- SOURCE:
════

Skip to main content

A Python client library for interacting with the scidx POP and create streams.

Project description

scidx Streaming

A Python library for managing streaming data using the sciDX platform and a Point of Presence. This library provides easy-to-use methods for creating, consuming, and managing Kafka streams and related resources.

Table of Contents

Installation

Ensure you have Python 3.7 or higher installed. Using a virtual environment is recommended.

Option 1: Install from GitHub

  1. Clone the repository:

    git clone https://github.com/sci-ndp/streaming-py.git
    cd streaming-py
    
  2. Create and activate a virtual environment:

    python3 -m venv .venv
    source .venv/bin/activate
    
  3. Install the package in editable mode:

    pip install -e .

════

- AVAILABLE DATA:
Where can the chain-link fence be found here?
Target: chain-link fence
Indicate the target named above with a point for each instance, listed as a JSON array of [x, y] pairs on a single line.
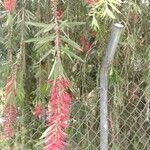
[[129, 124]]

════

- TO BE DONE: Please state the minimum Python version that the scidx Streaming page above requires.

- RESPONSE BELOW: Python 3.7 or higher.